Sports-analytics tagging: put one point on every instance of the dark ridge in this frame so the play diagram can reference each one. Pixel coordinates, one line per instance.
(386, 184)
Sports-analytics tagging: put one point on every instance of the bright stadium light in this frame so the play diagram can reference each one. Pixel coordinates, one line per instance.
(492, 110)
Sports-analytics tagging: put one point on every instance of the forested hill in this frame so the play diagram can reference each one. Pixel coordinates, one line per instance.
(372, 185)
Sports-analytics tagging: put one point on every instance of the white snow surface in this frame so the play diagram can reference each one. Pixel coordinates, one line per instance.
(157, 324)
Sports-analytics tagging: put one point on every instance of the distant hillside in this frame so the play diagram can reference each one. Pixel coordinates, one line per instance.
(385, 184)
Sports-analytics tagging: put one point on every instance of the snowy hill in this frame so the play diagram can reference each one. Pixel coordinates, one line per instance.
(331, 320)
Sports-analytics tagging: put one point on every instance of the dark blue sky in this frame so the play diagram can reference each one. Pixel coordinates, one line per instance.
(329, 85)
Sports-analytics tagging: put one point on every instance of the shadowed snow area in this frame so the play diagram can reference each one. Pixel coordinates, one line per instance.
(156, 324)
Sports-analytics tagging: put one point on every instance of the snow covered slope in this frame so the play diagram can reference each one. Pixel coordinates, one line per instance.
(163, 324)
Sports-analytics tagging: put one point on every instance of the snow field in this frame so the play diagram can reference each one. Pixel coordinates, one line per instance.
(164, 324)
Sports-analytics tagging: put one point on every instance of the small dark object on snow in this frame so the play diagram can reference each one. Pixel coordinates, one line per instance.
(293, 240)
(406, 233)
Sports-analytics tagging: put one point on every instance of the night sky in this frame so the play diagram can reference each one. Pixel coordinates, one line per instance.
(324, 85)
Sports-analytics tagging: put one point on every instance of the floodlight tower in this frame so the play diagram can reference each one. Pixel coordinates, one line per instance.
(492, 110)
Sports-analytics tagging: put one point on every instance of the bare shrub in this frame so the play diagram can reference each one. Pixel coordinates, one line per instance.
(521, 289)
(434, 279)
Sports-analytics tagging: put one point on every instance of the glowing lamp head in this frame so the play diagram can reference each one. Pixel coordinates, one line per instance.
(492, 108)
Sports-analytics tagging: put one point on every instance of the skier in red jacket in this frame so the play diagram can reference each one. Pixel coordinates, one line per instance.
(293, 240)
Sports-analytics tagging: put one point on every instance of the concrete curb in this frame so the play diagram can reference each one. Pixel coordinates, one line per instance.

### Goal:
Only the lines from the one containing "the snow covered" through the end of the material should be reproduced, exactly, with both ends included.

### Response for this exercise:
Sports-analytics tagging: put one point on every instance of the snow covered slope in this frame so the play diagram can reference each one. Pixel coordinates, one line per instance.
(163, 324)
Sports-analytics tagging: put one point on every instance of the snow field in this frame so the play diagram can reference each one. Pixel coordinates, one line per instance.
(164, 324)
Sports-analytics tagging: put one point on every instance of the small dark object on snow in this frame so the play diagram can reference each one. Pixel coordinates, one line per instance.
(293, 240)
(406, 233)
Sports-analytics tagging: put one point on every instance of the night sky in this frame so the play diagram can reference each one. Pixel coordinates, one line per instance.
(324, 85)
Sports-analytics tagging: put one point on every instance of the floodlight tower in this frame so the play diagram can reference each one. Pixel coordinates, one line per instance.
(492, 110)
Sports-analytics tagging: put one point on every instance of the bare shrub in this frame so the play diagram can reference each one. Pixel coordinates, one line per instance.
(521, 289)
(434, 279)
Sports-analytics tagging: put one point on every instance of the glowing lamp head in this frame so the play diagram can reference each one. Pixel coordinates, one line per instance.
(492, 108)
Sports-analytics tagging: put one point on every instance of the skier in red jacket in this frame so the play diagram can reference each one. Pixel coordinates, one line per instance.
(293, 240)
Sports-analytics tagging: put one point on every instance of the concrete curb in this frame so the play diagram can reference each one. Pixel coordinates, one line per instance.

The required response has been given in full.